Instructions to follow:
The records below should be set down in full, please, without any change.

The data:
• • • • • • •

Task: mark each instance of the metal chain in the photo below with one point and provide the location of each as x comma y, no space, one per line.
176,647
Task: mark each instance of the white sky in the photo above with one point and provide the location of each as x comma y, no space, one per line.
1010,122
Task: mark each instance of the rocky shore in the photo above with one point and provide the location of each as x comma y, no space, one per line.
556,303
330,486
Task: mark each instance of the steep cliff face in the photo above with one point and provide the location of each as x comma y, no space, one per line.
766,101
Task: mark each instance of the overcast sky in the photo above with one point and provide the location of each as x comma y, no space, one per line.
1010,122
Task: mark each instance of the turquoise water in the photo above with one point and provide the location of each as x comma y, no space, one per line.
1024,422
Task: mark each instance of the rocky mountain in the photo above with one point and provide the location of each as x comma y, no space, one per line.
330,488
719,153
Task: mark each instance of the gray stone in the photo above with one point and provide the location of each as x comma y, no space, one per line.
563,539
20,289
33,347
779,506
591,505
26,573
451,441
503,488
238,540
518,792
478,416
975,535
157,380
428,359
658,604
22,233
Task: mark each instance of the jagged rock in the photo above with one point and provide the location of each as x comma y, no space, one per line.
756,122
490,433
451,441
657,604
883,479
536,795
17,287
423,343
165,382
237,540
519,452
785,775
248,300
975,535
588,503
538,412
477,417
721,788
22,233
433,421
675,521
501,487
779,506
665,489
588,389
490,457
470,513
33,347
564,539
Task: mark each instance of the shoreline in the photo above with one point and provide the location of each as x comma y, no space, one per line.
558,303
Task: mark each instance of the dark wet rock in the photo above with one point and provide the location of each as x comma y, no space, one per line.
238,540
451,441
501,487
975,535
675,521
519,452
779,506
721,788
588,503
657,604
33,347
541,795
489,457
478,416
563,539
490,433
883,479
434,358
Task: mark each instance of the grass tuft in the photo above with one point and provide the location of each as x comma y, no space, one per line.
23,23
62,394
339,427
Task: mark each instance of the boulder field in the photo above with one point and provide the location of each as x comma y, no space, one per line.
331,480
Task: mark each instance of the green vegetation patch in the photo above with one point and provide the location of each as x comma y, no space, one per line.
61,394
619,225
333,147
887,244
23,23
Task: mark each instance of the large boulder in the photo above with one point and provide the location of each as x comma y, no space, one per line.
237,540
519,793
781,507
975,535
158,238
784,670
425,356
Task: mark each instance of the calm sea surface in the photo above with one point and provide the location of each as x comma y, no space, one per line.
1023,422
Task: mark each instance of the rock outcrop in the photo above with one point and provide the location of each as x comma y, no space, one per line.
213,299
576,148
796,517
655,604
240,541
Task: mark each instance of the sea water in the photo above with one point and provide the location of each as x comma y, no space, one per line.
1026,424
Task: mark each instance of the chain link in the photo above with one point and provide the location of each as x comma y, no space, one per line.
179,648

• • • • • • •

Written answer:
Task: mark each instance of the metal chain in the photo below with one point and provide the location of each as x comma y, no space, one per line.
176,647
Task: mark each instance of the white sky in the photo above with one point and provide the location of each as x comma y, no space, one per line.
1010,122
Task: mark each instance of the rocky shore in the photo above with one point and provide the location of each as x comma y, no space, one per line.
556,303
330,486
Task: mark each instance of the steep cliff face in the photo above with one point and provide the location of each as x comma y, no space, one per line.
766,101
Task: mark each instance of the overcast sky in the photo above with one point and provide the location of each as x comma y, no space, one per line.
1010,122
Task: mark each instance of the turquoise water in the photo above with one point and provide the location of each as x comma y, no space, one per line.
1024,422
Task: mark each instance of the rocky mountain in the photo above with one point and provide the location of each as x comma y, no space, one per line.
330,488
719,153
Task: mark each instance of the gray stone in the photo above with one point and provide the location of each as x comma y, no space, one per line.
563,539
20,289
33,347
779,506
591,505
26,573
451,441
503,488
238,540
518,792
478,416
975,535
157,380
428,359
658,604
22,233
Task: mark each instance of the jagged rock in the photo above with one point and provide the location of each as x comma y, no space, one per line.
756,122
490,433
451,441
657,604
883,479
536,795
17,287
423,343
165,382
237,540
519,452
785,775
248,300
975,535
588,503
538,412
477,417
721,788
22,233
433,421
675,521
501,487
779,506
665,489
588,389
490,457
470,513
33,347
564,539
Task: mark each instance of the shoreline in the photo above with one point and provide the location of each as x comma y, no space, one per line.
558,303
Task: mark each instance of the dark wet rock in the photo above with one point and provide the location of each as x comma y, no space, one per line.
238,540
451,441
501,487
975,535
675,521
519,452
779,506
721,788
588,503
657,604
33,347
541,795
489,457
478,416
563,539
490,433
883,479
434,358
Task: mark each instance of the grass tuft in the photo above with one point and provide the location of each as x comma y, no space, one per line.
23,23
62,394
339,427
Task: mark each instance of the boulder field in the photo above with one point and provide the location of each as x comma y, no space, one per line.
331,480
Task: mark each instance of the green vegetation patch in the photo above with one point and provide the location of each as x comma y, no space, one per line.
61,394
619,225
333,147
887,244
23,23
Task: mark each instance of the large boulder in the photo above with one point and provide the location of each as x comma y, no space, one per line.
237,540
519,793
781,507
975,535
158,238
784,670
425,356
Task: mark each instance of the calm sea surface in the photo above with one point and provide the location of each as x comma y, no space, one per line.
1023,422
Task: mark each instance of the rock outcrop in the photo above with one point and provide the location of each as x comma y, no space, one per line.
213,299
576,148
796,517
655,604
240,541
Task: mark each instance of the sea water in the photo above with one point and provide the location of each as x comma y, no space, one per line.
1026,424
Task: mark each instance of the chain link in the photo above with one point and provide the location of each as x comma y, no space, one per line.
179,648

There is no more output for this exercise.